[Dataset excerpts]
━━━━━━━━

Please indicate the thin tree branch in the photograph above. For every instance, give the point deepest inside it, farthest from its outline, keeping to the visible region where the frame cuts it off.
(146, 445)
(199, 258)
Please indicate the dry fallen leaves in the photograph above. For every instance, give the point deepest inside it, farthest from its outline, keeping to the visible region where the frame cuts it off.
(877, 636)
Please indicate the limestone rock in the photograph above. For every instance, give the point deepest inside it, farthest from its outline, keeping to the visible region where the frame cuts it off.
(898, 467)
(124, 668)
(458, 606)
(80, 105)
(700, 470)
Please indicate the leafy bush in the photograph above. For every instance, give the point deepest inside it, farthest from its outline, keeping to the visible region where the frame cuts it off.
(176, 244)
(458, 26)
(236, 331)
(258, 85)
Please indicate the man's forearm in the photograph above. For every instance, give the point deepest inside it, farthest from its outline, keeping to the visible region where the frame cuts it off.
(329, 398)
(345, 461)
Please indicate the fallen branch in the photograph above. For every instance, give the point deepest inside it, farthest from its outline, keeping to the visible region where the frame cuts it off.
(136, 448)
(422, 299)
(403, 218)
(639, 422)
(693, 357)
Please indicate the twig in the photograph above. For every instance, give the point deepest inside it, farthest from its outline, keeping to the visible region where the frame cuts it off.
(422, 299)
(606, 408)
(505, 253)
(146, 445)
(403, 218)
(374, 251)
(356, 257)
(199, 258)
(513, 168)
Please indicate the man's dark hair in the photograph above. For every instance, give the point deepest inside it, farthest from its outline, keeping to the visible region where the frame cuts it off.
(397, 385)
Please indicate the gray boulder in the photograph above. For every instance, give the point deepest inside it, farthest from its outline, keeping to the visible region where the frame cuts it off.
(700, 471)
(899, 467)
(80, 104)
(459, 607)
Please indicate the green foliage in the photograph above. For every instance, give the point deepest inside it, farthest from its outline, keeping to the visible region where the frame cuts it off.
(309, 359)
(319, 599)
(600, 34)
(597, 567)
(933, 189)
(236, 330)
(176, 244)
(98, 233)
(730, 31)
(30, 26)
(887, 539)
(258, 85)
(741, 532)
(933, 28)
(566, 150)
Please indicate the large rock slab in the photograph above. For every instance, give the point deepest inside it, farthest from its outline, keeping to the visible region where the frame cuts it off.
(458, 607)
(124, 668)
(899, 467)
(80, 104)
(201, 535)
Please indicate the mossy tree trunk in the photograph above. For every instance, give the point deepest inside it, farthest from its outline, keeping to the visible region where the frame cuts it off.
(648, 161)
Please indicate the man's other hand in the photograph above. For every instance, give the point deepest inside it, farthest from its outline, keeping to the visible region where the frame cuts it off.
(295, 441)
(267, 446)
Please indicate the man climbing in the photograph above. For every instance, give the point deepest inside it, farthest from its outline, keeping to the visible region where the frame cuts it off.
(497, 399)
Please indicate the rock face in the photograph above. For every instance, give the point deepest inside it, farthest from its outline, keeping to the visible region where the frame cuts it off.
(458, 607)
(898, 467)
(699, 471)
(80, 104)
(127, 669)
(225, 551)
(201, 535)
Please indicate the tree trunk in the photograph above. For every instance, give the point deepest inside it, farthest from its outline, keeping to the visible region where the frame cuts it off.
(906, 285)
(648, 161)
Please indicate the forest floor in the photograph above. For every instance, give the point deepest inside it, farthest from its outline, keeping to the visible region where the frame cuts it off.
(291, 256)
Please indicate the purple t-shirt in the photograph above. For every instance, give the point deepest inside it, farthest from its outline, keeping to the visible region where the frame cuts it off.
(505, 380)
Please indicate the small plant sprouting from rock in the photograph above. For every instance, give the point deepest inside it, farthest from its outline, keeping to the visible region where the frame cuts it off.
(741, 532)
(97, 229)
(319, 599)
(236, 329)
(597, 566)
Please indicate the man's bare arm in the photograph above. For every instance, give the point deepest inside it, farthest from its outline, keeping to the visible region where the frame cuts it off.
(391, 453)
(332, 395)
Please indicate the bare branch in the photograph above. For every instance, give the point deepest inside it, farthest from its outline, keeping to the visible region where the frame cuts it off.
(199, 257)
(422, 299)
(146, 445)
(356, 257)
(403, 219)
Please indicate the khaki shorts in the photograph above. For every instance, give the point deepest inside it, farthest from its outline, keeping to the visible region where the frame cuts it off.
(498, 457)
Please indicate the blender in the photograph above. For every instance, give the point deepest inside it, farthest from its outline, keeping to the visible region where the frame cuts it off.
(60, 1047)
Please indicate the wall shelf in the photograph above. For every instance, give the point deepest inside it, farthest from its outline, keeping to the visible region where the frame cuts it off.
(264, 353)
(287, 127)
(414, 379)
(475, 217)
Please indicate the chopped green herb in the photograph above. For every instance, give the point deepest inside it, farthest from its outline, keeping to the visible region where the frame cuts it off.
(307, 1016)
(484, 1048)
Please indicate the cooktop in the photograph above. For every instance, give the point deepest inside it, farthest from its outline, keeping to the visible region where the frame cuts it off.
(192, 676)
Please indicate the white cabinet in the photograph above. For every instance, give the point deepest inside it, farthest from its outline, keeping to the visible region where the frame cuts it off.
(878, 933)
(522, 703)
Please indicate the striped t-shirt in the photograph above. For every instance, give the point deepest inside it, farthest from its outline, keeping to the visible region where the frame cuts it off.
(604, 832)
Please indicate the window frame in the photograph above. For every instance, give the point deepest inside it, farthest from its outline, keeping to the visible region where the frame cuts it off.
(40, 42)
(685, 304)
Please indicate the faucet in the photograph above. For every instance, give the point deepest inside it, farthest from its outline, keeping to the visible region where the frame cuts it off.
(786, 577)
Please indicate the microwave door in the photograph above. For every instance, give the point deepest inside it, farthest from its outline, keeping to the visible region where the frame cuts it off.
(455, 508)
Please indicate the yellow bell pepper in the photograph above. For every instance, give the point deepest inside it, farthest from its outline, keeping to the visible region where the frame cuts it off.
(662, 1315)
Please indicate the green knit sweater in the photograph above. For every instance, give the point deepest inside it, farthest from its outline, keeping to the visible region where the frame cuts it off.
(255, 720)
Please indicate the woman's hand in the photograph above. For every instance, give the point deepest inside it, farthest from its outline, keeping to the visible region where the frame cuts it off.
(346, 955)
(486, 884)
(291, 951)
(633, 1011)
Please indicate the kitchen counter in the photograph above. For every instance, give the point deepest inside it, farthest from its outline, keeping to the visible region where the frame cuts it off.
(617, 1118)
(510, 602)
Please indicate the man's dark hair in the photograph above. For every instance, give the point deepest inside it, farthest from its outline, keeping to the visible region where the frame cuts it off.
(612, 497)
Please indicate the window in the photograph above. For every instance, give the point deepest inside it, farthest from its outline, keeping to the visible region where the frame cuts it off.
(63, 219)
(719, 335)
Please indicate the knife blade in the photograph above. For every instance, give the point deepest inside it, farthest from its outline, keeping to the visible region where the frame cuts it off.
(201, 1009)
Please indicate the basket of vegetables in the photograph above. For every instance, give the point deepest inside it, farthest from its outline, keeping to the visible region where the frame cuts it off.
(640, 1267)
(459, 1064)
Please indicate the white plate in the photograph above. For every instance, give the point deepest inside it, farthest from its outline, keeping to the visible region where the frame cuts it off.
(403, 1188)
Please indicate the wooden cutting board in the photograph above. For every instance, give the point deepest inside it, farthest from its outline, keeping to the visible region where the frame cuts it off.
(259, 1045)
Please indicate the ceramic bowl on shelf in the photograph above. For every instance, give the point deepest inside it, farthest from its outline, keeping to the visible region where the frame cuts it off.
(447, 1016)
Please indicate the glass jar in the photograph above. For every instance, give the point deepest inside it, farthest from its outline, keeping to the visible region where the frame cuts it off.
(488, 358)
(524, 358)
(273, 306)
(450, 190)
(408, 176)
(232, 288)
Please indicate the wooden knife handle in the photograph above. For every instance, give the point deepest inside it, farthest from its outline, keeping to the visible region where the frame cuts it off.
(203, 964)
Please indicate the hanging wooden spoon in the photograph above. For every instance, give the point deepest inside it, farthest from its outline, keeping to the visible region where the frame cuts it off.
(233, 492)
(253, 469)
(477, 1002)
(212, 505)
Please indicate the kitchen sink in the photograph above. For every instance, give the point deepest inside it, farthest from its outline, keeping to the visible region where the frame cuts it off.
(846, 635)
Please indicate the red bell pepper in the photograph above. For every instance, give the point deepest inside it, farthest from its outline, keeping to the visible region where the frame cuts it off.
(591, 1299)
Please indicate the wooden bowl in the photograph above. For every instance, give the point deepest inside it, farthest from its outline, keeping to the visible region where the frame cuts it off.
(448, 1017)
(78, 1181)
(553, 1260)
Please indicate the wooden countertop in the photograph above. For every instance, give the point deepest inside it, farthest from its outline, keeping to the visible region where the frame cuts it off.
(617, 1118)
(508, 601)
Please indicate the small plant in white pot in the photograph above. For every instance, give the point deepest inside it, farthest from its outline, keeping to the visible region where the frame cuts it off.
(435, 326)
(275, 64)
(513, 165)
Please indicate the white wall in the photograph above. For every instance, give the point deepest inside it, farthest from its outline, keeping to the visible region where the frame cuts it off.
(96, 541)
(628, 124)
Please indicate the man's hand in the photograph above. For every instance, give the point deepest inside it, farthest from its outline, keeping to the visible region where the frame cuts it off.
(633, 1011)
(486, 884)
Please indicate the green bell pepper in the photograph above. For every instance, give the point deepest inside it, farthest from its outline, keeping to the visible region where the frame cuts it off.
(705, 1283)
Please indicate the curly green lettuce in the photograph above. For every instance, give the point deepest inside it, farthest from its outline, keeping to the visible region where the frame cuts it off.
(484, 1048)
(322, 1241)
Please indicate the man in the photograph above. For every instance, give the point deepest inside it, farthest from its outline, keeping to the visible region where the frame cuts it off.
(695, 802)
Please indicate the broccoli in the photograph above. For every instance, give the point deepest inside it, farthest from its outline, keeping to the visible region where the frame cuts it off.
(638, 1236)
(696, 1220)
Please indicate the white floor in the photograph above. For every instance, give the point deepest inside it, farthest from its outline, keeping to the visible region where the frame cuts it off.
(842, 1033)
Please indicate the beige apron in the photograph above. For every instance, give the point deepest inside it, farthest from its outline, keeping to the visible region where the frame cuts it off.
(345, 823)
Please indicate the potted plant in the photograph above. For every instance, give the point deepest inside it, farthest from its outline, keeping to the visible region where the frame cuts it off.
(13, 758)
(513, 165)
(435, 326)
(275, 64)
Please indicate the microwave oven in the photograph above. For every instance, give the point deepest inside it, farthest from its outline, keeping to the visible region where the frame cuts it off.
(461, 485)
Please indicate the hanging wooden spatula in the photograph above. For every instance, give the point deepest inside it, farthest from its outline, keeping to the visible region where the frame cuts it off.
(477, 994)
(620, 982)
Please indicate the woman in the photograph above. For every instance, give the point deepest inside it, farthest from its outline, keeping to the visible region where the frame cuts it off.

━━━━━━━━

Exercise description
Return exactly the lines from the one containing "Please indicate the microwave oven" to the last line of the data, and nothing more.

Task answer
Please indicate the microwave oven in the photograph above. For every instance, give the point deepest inside it, farthest from its outline, keeping to the visible region where the frame cuts it off.
(461, 485)
Please indicate the hanging wooden spatula in the photograph above. For every instance, give the point deepest inside it, farthest from its outline, keeping to the visible region where the frame cuts it off.
(477, 994)
(620, 982)
Please indicate the woman in the photograph above. For every instance, give the point deepest inside it, farthest from its outline, keeping to the visible region where the frame cuts it off.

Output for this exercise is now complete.